[Task input]
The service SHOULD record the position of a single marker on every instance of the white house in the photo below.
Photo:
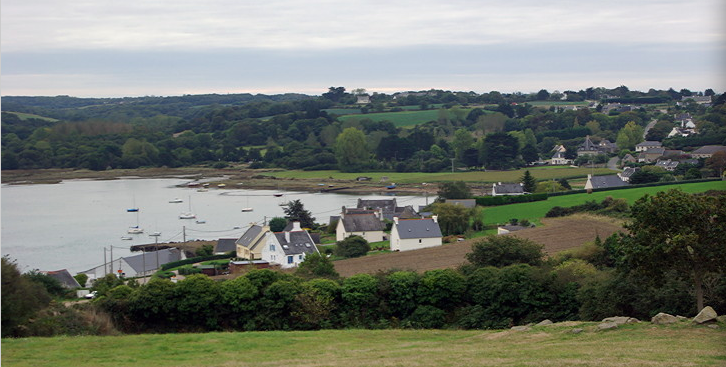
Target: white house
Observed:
(414, 234)
(288, 248)
(368, 226)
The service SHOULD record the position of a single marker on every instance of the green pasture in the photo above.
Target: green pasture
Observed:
(27, 116)
(641, 344)
(540, 174)
(538, 209)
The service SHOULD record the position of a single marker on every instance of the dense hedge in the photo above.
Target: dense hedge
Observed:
(193, 260)
(504, 200)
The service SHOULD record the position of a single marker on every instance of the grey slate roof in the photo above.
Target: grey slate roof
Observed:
(249, 236)
(362, 223)
(226, 245)
(64, 278)
(508, 188)
(418, 228)
(166, 255)
(599, 182)
(300, 242)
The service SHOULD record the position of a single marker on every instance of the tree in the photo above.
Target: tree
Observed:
(351, 150)
(677, 231)
(278, 224)
(529, 183)
(453, 219)
(317, 265)
(503, 251)
(295, 211)
(353, 246)
(454, 190)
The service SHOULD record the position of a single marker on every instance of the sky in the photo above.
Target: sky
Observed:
(102, 48)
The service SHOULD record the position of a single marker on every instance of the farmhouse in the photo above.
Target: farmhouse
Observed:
(250, 244)
(368, 226)
(499, 189)
(288, 248)
(414, 234)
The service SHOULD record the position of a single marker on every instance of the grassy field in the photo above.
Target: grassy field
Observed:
(540, 173)
(538, 209)
(555, 345)
(26, 116)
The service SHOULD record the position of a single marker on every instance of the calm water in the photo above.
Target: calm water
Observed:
(67, 225)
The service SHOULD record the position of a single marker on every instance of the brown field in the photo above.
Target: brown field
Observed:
(556, 235)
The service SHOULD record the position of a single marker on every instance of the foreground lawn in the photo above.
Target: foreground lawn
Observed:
(543, 173)
(634, 345)
(538, 209)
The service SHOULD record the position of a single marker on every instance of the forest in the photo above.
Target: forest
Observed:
(293, 131)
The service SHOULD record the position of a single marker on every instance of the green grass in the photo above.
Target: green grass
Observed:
(472, 176)
(632, 345)
(538, 209)
(27, 116)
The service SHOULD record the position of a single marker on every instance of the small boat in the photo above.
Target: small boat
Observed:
(135, 230)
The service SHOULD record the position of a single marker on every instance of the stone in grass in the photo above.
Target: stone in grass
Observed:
(706, 315)
(663, 319)
(621, 320)
(521, 328)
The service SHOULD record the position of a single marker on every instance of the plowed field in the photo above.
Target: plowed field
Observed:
(556, 234)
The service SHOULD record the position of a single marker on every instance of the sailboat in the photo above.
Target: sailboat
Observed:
(189, 214)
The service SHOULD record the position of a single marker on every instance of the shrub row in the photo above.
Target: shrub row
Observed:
(193, 260)
(504, 200)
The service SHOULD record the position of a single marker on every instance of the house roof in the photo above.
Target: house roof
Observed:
(362, 223)
(226, 245)
(418, 228)
(251, 237)
(709, 149)
(148, 259)
(649, 143)
(64, 278)
(300, 242)
(467, 203)
(508, 188)
(600, 182)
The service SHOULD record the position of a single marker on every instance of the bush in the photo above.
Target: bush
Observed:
(353, 246)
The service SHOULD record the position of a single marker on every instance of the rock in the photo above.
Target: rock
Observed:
(663, 319)
(706, 315)
(621, 320)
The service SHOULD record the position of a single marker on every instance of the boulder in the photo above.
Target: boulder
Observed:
(621, 320)
(706, 315)
(663, 319)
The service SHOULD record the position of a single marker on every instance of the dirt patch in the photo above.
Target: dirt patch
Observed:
(556, 235)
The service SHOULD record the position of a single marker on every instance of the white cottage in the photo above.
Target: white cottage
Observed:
(414, 234)
(288, 248)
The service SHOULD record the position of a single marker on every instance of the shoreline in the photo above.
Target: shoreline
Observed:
(233, 178)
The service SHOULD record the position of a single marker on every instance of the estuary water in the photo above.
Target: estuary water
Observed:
(68, 225)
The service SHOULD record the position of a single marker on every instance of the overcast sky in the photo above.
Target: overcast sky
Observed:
(157, 47)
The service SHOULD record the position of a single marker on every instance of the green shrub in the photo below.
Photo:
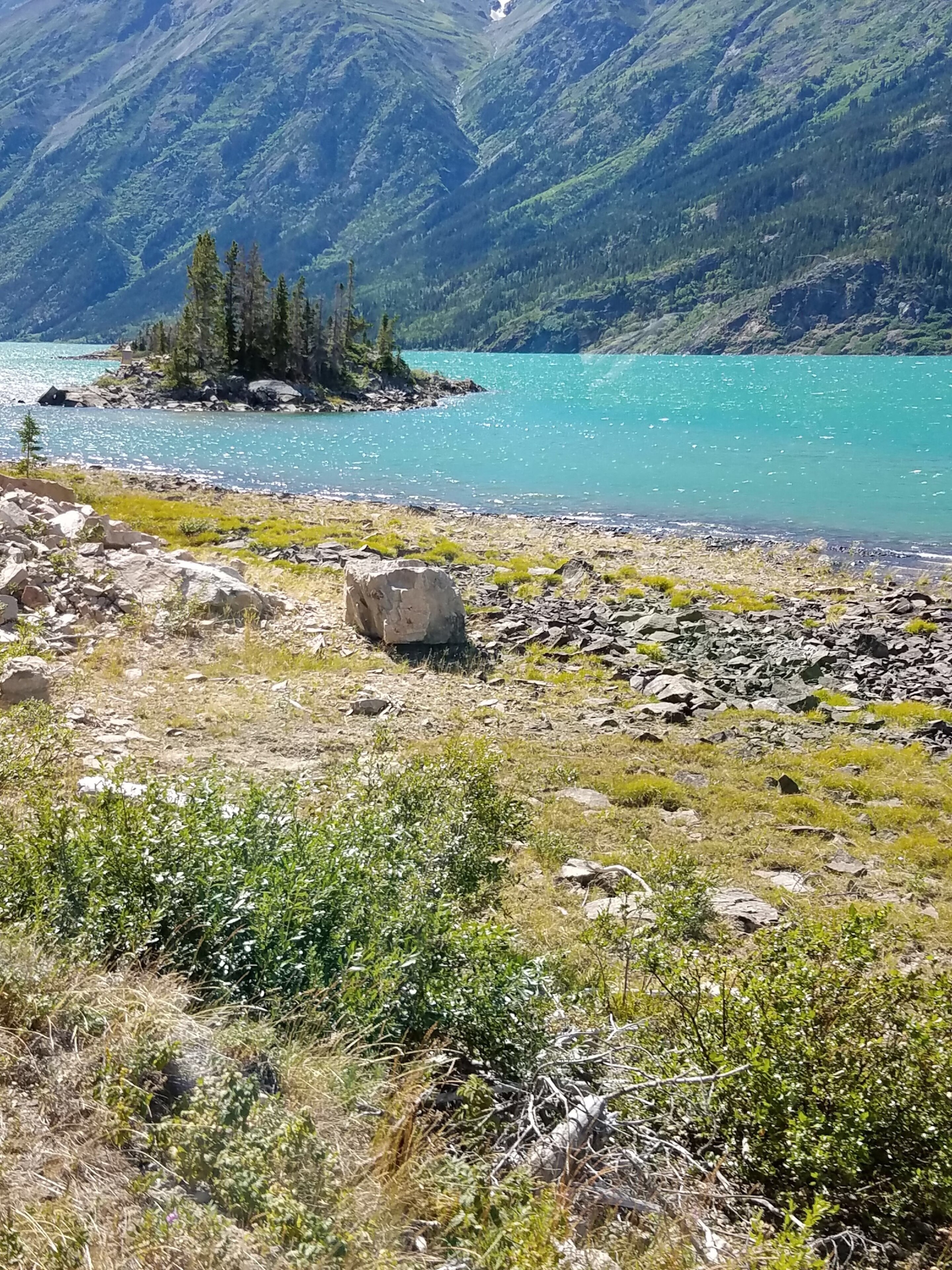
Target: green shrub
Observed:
(921, 627)
(846, 1090)
(374, 916)
(262, 1165)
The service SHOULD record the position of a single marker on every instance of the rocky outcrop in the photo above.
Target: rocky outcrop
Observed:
(24, 679)
(102, 570)
(139, 385)
(404, 603)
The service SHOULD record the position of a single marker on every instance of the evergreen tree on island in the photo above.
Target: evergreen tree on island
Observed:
(234, 322)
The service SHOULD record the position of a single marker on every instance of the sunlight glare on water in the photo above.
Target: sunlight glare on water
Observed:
(846, 446)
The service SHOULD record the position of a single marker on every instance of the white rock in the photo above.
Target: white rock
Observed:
(116, 535)
(370, 705)
(591, 799)
(150, 578)
(24, 679)
(402, 603)
(13, 577)
(69, 524)
(743, 907)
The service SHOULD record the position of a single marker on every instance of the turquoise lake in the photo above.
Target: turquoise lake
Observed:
(851, 447)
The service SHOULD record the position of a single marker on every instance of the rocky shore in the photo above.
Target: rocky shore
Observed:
(140, 387)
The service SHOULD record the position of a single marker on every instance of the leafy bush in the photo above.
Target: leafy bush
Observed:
(846, 1090)
(262, 1165)
(371, 916)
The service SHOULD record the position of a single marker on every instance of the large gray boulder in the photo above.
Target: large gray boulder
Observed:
(151, 578)
(404, 603)
(24, 679)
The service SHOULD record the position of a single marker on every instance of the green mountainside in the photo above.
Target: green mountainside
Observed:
(619, 175)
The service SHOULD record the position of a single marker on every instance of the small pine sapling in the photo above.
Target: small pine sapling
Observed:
(31, 446)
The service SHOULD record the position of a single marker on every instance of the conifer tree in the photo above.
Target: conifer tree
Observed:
(385, 346)
(256, 317)
(184, 349)
(206, 294)
(31, 451)
(300, 329)
(281, 329)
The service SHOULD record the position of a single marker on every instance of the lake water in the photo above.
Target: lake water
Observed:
(851, 447)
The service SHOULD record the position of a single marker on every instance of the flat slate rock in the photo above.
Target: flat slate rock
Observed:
(743, 907)
(591, 799)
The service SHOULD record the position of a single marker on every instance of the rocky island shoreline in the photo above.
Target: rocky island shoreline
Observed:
(141, 387)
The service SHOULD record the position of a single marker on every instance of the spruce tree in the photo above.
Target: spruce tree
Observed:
(281, 329)
(256, 317)
(300, 329)
(386, 364)
(234, 277)
(206, 291)
(31, 451)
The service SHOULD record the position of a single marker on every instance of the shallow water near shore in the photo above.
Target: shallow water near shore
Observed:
(849, 447)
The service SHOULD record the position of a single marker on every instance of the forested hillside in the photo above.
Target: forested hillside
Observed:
(626, 176)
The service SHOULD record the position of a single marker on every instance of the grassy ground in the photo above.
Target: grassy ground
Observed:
(87, 1183)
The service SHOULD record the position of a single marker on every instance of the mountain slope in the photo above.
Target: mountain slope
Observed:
(625, 175)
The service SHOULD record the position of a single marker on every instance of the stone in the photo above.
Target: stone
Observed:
(272, 393)
(13, 517)
(41, 488)
(150, 578)
(403, 603)
(653, 624)
(685, 818)
(116, 535)
(692, 780)
(575, 571)
(744, 909)
(24, 679)
(371, 706)
(591, 799)
(573, 1258)
(787, 879)
(579, 873)
(843, 863)
(33, 597)
(69, 525)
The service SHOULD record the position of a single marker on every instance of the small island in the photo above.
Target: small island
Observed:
(242, 343)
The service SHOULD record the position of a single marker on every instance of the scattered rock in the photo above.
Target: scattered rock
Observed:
(371, 706)
(685, 818)
(744, 909)
(591, 799)
(694, 780)
(787, 879)
(843, 863)
(403, 603)
(24, 679)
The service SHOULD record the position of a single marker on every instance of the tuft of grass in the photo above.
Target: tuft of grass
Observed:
(374, 916)
(921, 627)
(647, 792)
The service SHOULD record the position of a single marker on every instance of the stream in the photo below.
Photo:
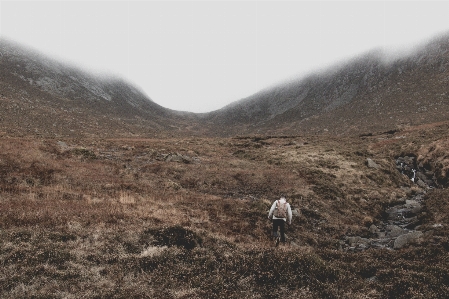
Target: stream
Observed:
(400, 222)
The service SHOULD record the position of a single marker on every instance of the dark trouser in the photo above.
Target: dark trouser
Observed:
(281, 224)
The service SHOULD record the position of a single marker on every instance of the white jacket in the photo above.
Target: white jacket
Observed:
(289, 210)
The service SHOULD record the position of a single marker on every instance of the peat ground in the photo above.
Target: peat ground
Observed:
(187, 217)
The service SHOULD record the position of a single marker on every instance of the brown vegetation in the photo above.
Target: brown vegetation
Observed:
(186, 218)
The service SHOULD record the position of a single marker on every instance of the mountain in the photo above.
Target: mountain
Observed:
(42, 96)
(368, 94)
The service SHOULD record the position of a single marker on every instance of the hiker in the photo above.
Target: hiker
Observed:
(280, 213)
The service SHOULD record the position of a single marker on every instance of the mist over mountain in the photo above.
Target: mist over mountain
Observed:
(42, 96)
(369, 93)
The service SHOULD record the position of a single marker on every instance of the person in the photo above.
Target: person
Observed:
(280, 213)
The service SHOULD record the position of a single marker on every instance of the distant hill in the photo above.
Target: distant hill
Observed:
(368, 94)
(371, 93)
(42, 96)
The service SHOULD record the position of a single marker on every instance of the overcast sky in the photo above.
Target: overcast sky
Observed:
(200, 56)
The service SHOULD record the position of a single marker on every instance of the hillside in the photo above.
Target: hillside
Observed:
(371, 93)
(104, 194)
(41, 96)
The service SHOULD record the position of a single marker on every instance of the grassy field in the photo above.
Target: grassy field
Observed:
(187, 218)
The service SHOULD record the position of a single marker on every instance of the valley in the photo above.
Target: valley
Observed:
(187, 217)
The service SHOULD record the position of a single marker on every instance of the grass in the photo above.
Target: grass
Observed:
(115, 219)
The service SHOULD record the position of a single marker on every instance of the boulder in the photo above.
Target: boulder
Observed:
(406, 239)
(371, 164)
(395, 231)
(373, 229)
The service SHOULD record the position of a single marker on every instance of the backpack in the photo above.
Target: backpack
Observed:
(281, 210)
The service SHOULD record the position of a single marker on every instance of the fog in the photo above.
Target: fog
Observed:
(200, 56)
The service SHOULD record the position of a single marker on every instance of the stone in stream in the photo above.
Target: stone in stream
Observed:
(403, 240)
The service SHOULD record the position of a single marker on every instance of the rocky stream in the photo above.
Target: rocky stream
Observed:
(400, 225)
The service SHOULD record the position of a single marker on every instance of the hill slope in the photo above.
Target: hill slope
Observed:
(42, 96)
(369, 93)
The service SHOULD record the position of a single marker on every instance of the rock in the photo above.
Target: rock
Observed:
(422, 184)
(178, 158)
(353, 241)
(372, 164)
(395, 231)
(373, 229)
(403, 240)
(412, 202)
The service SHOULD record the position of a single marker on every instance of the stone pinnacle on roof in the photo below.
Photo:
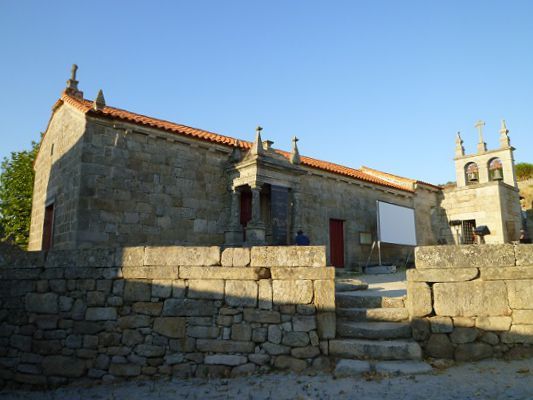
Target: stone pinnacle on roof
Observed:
(295, 154)
(459, 148)
(72, 83)
(505, 141)
(99, 102)
(257, 147)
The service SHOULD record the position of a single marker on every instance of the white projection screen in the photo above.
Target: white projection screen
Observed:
(396, 224)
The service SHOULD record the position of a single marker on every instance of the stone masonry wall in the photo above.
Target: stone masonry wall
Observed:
(472, 302)
(107, 314)
(146, 186)
(57, 178)
(325, 197)
(493, 204)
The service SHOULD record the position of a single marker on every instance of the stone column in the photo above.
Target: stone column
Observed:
(255, 231)
(233, 235)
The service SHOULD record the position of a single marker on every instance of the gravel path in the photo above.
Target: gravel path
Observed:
(483, 380)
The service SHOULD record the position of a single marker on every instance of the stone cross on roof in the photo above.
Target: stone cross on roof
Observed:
(481, 145)
(72, 83)
(295, 154)
(257, 146)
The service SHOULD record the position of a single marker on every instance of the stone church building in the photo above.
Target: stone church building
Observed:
(109, 177)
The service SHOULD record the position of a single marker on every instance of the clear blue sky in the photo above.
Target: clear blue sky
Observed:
(385, 84)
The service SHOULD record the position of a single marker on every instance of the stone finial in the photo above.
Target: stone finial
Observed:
(459, 148)
(99, 102)
(481, 145)
(267, 145)
(257, 147)
(505, 141)
(72, 83)
(295, 154)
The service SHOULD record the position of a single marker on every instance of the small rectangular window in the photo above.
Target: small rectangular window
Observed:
(365, 238)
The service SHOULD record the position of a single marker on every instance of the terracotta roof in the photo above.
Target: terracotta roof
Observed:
(408, 182)
(86, 107)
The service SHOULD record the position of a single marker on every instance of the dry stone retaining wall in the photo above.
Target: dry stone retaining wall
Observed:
(472, 302)
(105, 314)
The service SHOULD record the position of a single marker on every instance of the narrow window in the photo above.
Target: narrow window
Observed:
(471, 173)
(468, 231)
(48, 227)
(495, 170)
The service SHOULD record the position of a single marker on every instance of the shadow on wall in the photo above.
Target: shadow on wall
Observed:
(105, 314)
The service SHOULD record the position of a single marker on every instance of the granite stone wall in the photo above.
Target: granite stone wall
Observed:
(326, 197)
(57, 178)
(494, 204)
(145, 186)
(107, 314)
(472, 302)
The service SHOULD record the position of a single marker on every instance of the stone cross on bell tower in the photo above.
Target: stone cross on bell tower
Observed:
(481, 145)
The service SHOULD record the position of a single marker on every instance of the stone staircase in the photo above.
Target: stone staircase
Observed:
(373, 331)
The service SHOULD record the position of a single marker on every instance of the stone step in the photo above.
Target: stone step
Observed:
(364, 299)
(373, 314)
(373, 330)
(374, 349)
(380, 269)
(349, 368)
(349, 285)
(405, 367)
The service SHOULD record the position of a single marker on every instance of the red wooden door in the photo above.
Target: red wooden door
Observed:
(246, 211)
(246, 208)
(336, 242)
(48, 227)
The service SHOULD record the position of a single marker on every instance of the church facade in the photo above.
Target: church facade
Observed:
(109, 177)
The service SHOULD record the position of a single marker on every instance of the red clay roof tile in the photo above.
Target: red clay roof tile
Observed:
(86, 107)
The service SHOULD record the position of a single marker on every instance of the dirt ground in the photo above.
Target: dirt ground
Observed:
(482, 380)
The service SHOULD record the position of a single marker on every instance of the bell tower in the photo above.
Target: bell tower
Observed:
[/Task input]
Please give back exactly, and with no pictures, the lines from where the listing above begins through the line containing "pasture in the photo above.".

Solution for this problem:
The service SHOULD record the position of a single marker on every instance of the white house in the photo below.
Photo:
Target: white house
Observed:
(414, 234)
(288, 248)
(368, 226)
The service SHOULD record the position of a single marker on every instance of the green pasture in the photo above.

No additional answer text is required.